--- DATA ROWS ---
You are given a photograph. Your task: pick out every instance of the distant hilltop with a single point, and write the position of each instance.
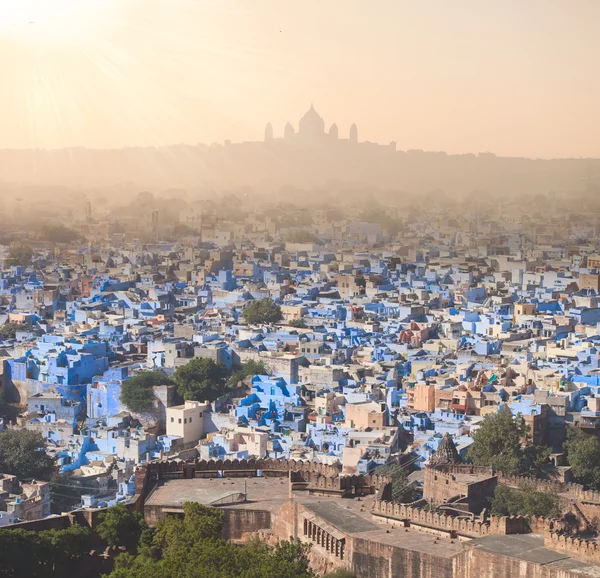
(310, 157)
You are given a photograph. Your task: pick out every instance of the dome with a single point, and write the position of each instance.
(312, 123)
(289, 131)
(269, 131)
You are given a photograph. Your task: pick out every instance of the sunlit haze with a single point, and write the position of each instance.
(511, 77)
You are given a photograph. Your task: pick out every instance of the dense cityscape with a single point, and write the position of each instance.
(299, 289)
(377, 382)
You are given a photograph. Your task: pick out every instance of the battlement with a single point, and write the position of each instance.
(445, 482)
(453, 525)
(583, 549)
(574, 491)
(316, 478)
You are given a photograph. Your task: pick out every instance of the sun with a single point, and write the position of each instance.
(53, 21)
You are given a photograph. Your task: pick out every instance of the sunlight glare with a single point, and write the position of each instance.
(52, 21)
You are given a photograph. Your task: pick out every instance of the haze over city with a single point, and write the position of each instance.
(514, 78)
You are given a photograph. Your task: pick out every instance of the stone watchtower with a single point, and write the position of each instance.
(446, 453)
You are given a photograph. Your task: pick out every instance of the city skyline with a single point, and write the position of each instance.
(513, 79)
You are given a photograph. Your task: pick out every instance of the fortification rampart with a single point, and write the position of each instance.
(575, 492)
(316, 478)
(453, 525)
(576, 547)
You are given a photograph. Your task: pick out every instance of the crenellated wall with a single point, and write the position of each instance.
(318, 479)
(576, 547)
(574, 491)
(452, 525)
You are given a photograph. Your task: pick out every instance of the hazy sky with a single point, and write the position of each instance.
(515, 77)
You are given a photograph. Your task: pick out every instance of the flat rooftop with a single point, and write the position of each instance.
(353, 517)
(262, 493)
(530, 547)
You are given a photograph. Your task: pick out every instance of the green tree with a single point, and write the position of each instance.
(120, 526)
(23, 454)
(19, 254)
(9, 330)
(192, 546)
(137, 393)
(249, 368)
(583, 452)
(497, 443)
(403, 491)
(262, 311)
(45, 553)
(201, 379)
(524, 501)
(66, 547)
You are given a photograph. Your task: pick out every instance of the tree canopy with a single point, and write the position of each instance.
(49, 553)
(9, 330)
(403, 491)
(23, 454)
(120, 526)
(262, 311)
(500, 442)
(524, 501)
(192, 546)
(137, 393)
(583, 452)
(201, 379)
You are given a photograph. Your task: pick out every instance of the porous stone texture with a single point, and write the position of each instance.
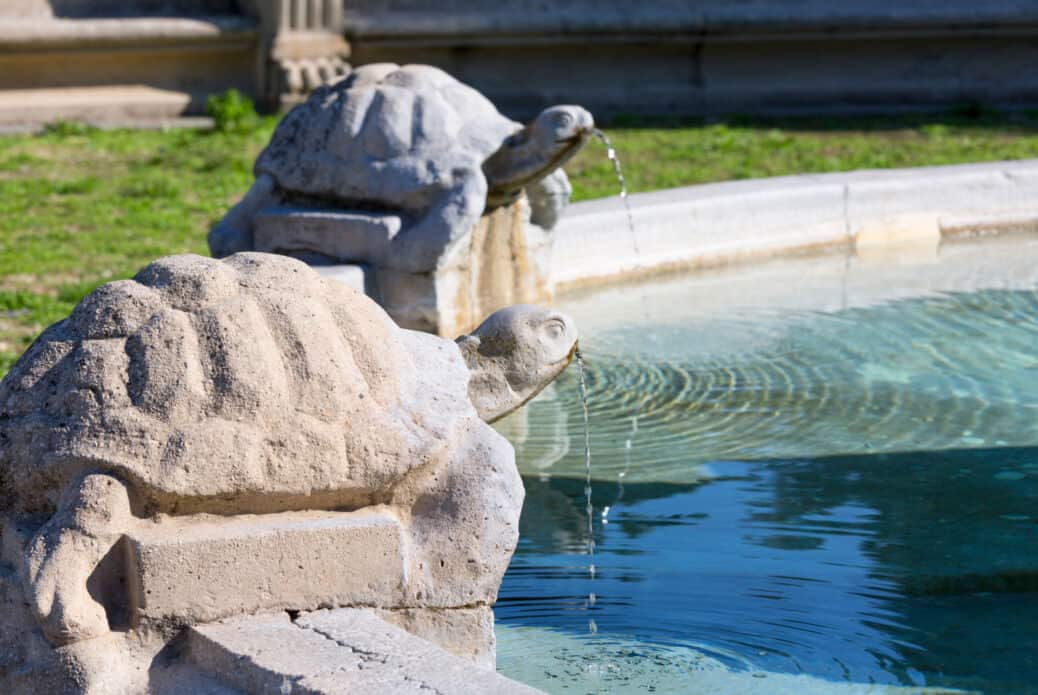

--- DESCRIPTION OF THE TASK ---
Without the pictures, write out every entry precisely as it appears.

--- THE SOLUTION ---
You are given a photograph. Your task: pick out every instance of the distant hilltop with a single point, and write the position of each instance.
(310, 157)
You are given a photograph. Your task: pick out every instance of the dome with a single point, and write the position of each instance.
(312, 123)
(289, 131)
(269, 131)
You are given a photograph. Your task: pick out every instance of the sunlit haze with a single point, and write the position of each instance.
(511, 77)
You are given a photograph. Your task: pick out every instance of the dense cityscape with a single point, and write the position of each instance.
(299, 289)
(377, 382)
You are given a photograph. Your task: pick out every instance of the battlement with a single point, and write the position of each instance.
(445, 482)
(453, 525)
(583, 549)
(574, 491)
(316, 478)
You are given a photograph. Your task: pick out every instance of the sun with a single point, and write the position of each instance.
(53, 21)
You are given a photograph. Your task: pick out every instance of the sunlight glare with a single point, and write the position of each instance.
(52, 21)
You are given a photograph. Your task: pick out every instance of the haze over city with a single point, and write the position of each instance.
(514, 78)
You are given a photograph. Your task: pick out every instance of the stone watchtower with a single point, and write the position of each instance.
(446, 453)
You are given a photograph. Your task: pick out every instance of the city skyline with a single point, and write the position of each instance.
(513, 79)
You are given a photograph. Your task: pick out every instance of the fortification rampart with a single point, and write the position of each instance.
(575, 492)
(316, 478)
(453, 525)
(576, 547)
You are given a photograph. Your task: pick out every instance of the crenellated wall with a single point, and write the position of each instance.
(318, 479)
(576, 547)
(574, 491)
(452, 525)
You are given a photograph. Your task: pick out every instance of the hazy sky with a single point, and write the position of each instance.
(515, 77)
You are given a photograph. Your task: pick out every instance of the flat rooftop with a single point, and write the position of each instance.
(353, 517)
(262, 493)
(530, 547)
You are given a photograph. Your task: pick out every instance of the green tree with a single point, and write the position of each instance.
(120, 526)
(23, 454)
(19, 254)
(9, 330)
(192, 546)
(137, 393)
(249, 368)
(583, 452)
(497, 443)
(403, 491)
(262, 311)
(45, 553)
(201, 379)
(524, 501)
(66, 547)
You are given a photograph. Your task: pick out every instance of the tree canopy with a single point, and write the position of each instance.
(49, 553)
(9, 330)
(403, 491)
(23, 454)
(120, 526)
(262, 311)
(500, 442)
(524, 501)
(192, 546)
(137, 393)
(583, 452)
(201, 379)
You are given a photograph. Your task: pick out every instance of the porous stone texture with a single point, and write the position of each instance.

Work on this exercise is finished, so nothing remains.